─── PROVIDED MATERIAL

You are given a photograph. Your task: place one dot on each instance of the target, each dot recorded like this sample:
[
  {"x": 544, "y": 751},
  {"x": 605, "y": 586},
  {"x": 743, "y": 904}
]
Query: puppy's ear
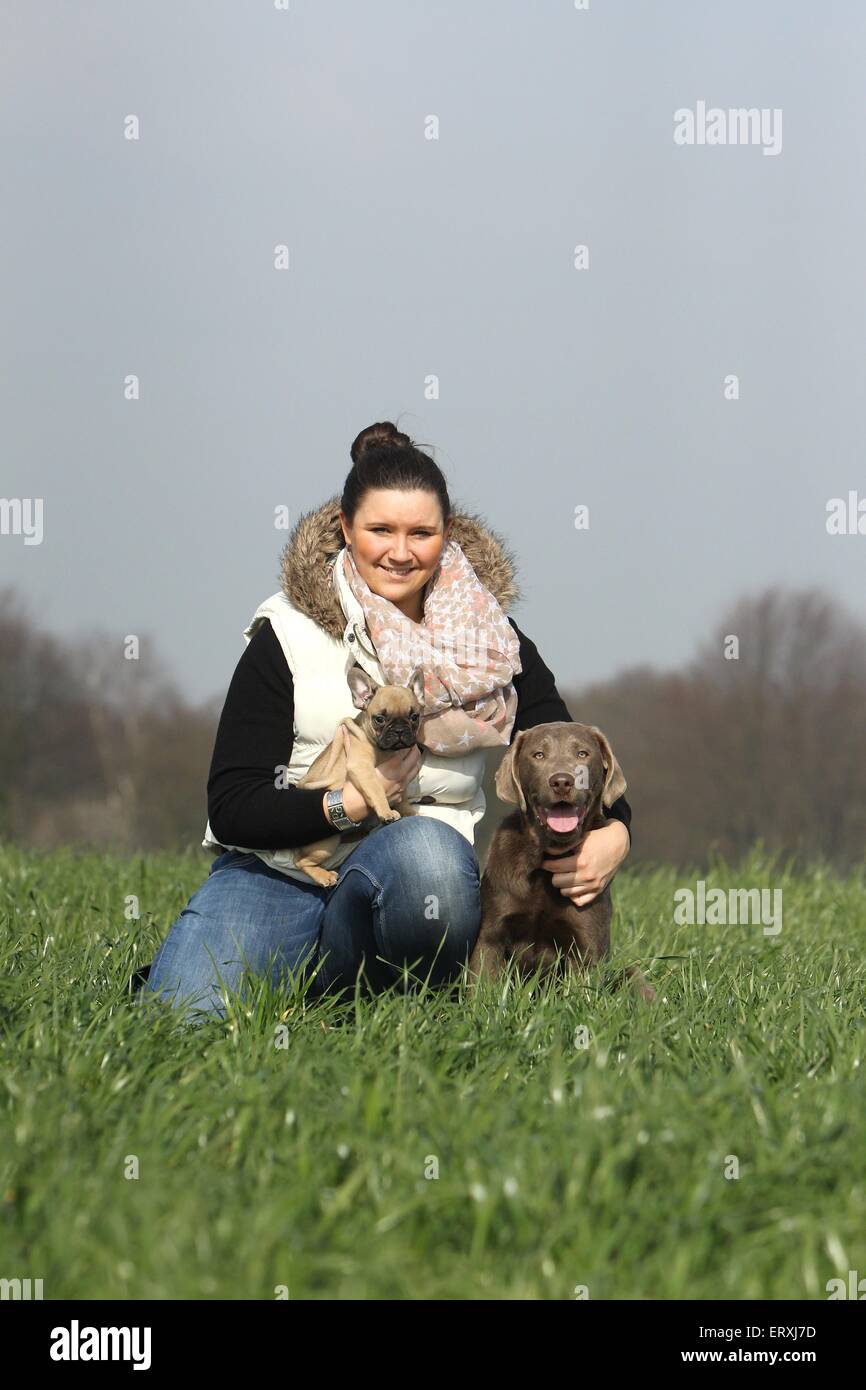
[
  {"x": 362, "y": 685},
  {"x": 615, "y": 783},
  {"x": 416, "y": 685},
  {"x": 508, "y": 781}
]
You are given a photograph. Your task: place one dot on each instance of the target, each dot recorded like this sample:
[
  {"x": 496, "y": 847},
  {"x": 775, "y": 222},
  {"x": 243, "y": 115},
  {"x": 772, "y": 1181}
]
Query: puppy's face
[
  {"x": 559, "y": 774},
  {"x": 389, "y": 715}
]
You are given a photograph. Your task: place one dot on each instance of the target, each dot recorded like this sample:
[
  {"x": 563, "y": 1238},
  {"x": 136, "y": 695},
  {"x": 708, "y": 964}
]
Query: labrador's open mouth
[{"x": 562, "y": 818}]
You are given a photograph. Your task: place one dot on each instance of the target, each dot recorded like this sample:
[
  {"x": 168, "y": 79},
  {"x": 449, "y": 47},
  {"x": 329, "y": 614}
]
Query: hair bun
[{"x": 376, "y": 437}]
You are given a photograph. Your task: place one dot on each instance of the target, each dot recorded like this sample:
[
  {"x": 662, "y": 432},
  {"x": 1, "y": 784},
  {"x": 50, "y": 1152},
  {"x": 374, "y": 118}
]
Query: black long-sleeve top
[{"x": 255, "y": 737}]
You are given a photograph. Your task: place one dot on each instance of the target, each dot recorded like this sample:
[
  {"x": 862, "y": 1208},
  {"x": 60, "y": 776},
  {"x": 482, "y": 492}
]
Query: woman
[{"x": 387, "y": 577}]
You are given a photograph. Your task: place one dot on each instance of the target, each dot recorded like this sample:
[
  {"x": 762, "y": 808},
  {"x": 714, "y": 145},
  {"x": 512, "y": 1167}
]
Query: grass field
[{"x": 307, "y": 1166}]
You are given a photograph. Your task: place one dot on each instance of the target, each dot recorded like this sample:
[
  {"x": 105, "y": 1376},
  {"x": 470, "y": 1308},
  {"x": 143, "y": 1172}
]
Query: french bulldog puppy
[{"x": 388, "y": 720}]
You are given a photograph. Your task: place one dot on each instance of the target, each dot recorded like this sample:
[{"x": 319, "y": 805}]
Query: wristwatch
[{"x": 337, "y": 812}]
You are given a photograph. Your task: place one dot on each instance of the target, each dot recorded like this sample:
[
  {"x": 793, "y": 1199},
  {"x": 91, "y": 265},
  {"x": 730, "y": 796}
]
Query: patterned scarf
[{"x": 464, "y": 645}]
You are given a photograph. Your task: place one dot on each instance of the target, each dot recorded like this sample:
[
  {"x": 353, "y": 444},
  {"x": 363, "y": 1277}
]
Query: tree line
[{"x": 761, "y": 736}]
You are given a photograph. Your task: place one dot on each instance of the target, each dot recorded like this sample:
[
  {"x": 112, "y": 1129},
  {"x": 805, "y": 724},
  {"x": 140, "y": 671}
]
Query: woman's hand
[{"x": 583, "y": 876}]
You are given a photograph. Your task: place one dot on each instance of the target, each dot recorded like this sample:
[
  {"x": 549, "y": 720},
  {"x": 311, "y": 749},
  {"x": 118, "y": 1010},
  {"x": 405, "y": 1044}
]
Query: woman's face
[{"x": 399, "y": 531}]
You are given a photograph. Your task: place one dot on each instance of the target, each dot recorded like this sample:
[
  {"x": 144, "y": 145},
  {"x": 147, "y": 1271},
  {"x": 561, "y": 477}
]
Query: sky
[{"x": 603, "y": 387}]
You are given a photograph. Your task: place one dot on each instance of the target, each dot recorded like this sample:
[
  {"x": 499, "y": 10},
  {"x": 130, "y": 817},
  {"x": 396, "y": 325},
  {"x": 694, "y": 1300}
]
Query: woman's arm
[
  {"x": 540, "y": 702},
  {"x": 253, "y": 740}
]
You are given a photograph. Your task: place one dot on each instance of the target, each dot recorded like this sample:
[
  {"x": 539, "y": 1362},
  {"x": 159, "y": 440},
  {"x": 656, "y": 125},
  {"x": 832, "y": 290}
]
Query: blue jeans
[{"x": 409, "y": 893}]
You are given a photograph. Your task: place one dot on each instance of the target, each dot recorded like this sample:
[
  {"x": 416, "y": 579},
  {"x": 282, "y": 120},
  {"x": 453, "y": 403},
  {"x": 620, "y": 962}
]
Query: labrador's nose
[{"x": 562, "y": 784}]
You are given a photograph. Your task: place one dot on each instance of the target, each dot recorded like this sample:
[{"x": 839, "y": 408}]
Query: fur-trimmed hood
[{"x": 317, "y": 537}]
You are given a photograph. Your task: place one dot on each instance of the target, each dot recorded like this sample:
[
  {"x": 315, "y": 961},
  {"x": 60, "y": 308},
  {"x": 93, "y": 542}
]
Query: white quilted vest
[{"x": 319, "y": 666}]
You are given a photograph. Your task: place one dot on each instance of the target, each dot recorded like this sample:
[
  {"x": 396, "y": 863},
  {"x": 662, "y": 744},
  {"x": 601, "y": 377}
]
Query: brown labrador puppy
[{"x": 562, "y": 777}]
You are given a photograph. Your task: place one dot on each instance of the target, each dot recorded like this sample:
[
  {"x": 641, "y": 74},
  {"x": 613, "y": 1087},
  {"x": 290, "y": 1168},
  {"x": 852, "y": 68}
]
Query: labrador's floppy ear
[
  {"x": 508, "y": 783},
  {"x": 615, "y": 783}
]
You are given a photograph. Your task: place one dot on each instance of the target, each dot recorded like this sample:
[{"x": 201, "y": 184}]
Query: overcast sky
[{"x": 413, "y": 257}]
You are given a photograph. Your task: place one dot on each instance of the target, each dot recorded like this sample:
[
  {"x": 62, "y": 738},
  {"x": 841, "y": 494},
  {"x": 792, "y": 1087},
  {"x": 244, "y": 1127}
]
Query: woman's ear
[
  {"x": 615, "y": 783},
  {"x": 508, "y": 781}
]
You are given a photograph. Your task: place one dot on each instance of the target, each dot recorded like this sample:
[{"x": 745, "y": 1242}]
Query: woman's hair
[{"x": 385, "y": 458}]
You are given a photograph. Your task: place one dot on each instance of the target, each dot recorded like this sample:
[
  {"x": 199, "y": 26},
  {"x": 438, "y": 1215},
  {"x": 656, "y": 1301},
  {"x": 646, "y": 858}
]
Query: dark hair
[{"x": 385, "y": 458}]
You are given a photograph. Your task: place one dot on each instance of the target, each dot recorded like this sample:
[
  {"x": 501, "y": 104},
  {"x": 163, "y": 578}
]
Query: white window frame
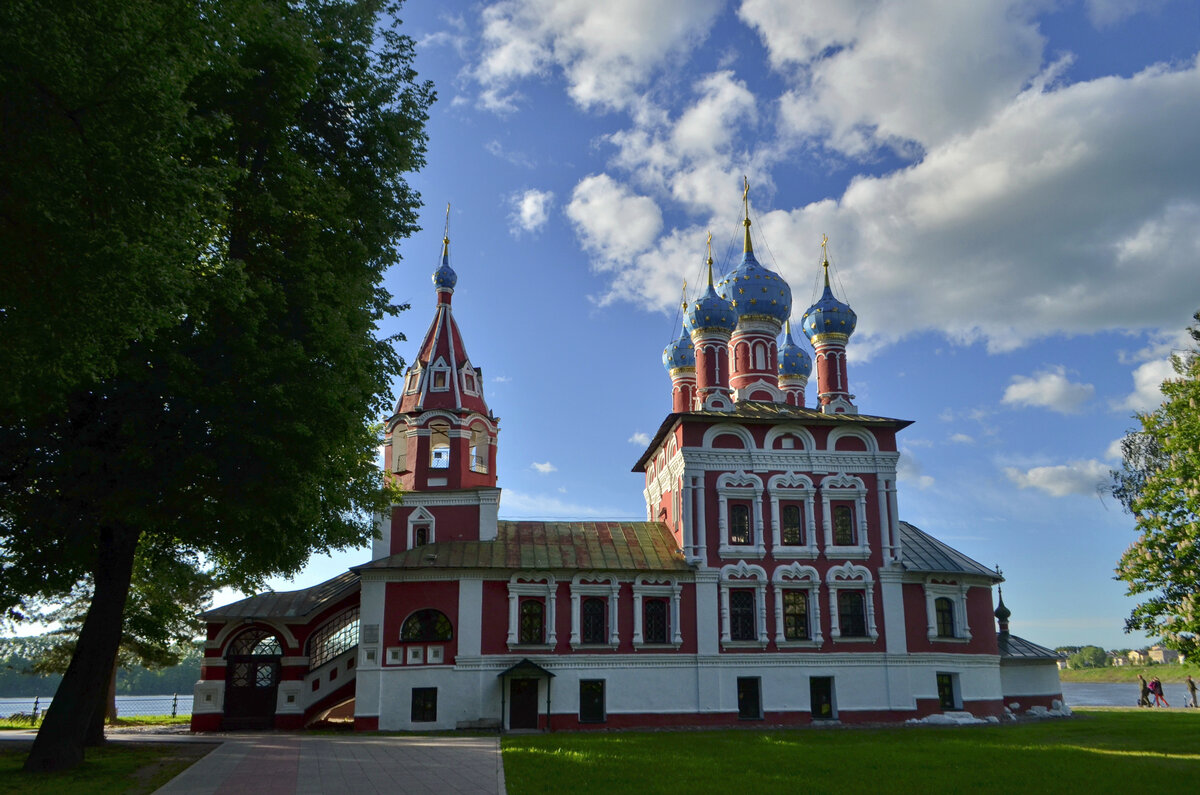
[
  {"x": 843, "y": 488},
  {"x": 851, "y": 578},
  {"x": 420, "y": 516},
  {"x": 737, "y": 577},
  {"x": 652, "y": 587},
  {"x": 796, "y": 577},
  {"x": 792, "y": 486},
  {"x": 957, "y": 592},
  {"x": 535, "y": 584},
  {"x": 594, "y": 585},
  {"x": 741, "y": 485}
]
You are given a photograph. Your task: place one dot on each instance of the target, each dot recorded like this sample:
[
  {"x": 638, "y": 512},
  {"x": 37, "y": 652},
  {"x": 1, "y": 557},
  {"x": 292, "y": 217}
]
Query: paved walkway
[{"x": 304, "y": 764}]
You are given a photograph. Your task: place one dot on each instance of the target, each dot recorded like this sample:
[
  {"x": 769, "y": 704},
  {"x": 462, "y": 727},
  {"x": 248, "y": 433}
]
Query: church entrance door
[
  {"x": 523, "y": 704},
  {"x": 252, "y": 681}
]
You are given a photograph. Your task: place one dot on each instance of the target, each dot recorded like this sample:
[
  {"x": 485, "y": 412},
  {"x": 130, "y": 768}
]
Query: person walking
[
  {"x": 1144, "y": 694},
  {"x": 1156, "y": 688}
]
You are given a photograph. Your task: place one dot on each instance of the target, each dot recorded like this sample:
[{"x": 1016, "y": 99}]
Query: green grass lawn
[
  {"x": 1098, "y": 751},
  {"x": 117, "y": 767}
]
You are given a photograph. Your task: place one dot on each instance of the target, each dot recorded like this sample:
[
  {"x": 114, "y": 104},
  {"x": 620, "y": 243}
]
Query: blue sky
[{"x": 1012, "y": 196}]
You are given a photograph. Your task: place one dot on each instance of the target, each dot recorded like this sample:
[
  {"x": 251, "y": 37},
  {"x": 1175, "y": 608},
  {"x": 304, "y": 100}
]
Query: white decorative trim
[
  {"x": 600, "y": 585},
  {"x": 851, "y": 577},
  {"x": 651, "y": 586},
  {"x": 845, "y": 486},
  {"x": 792, "y": 486},
  {"x": 796, "y": 577},
  {"x": 957, "y": 592},
  {"x": 741, "y": 485},
  {"x": 533, "y": 584},
  {"x": 420, "y": 516},
  {"x": 743, "y": 574}
]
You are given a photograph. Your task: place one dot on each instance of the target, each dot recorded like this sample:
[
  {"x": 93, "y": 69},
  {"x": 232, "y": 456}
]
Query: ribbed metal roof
[
  {"x": 754, "y": 411},
  {"x": 622, "y": 545},
  {"x": 288, "y": 604},
  {"x": 923, "y": 553},
  {"x": 1013, "y": 647}
]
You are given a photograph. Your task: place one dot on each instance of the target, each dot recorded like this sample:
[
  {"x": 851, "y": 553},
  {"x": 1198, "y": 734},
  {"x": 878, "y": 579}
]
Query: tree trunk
[
  {"x": 60, "y": 741},
  {"x": 105, "y": 710}
]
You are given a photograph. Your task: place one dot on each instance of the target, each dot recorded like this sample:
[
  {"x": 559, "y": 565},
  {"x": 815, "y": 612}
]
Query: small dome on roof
[
  {"x": 793, "y": 360},
  {"x": 679, "y": 353},
  {"x": 444, "y": 278},
  {"x": 828, "y": 315}
]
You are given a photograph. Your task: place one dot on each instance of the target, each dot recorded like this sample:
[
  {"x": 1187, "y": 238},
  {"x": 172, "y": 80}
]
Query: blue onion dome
[
  {"x": 793, "y": 360},
  {"x": 444, "y": 278},
  {"x": 828, "y": 315},
  {"x": 679, "y": 353},
  {"x": 711, "y": 311},
  {"x": 756, "y": 292}
]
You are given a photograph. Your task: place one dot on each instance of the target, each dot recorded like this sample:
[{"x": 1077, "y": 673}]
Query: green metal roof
[{"x": 612, "y": 545}]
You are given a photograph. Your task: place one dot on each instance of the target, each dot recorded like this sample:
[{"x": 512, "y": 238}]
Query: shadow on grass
[{"x": 1093, "y": 752}]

──────

Filter the records above down to the lines that contain the word "puppy", and copy each of those lines unchanged.

▶ _WRITTEN RESPONSE_
Query: puppy's ear
Query: puppy's face
Query: french bulldog puppy
Query: brown labrador puppy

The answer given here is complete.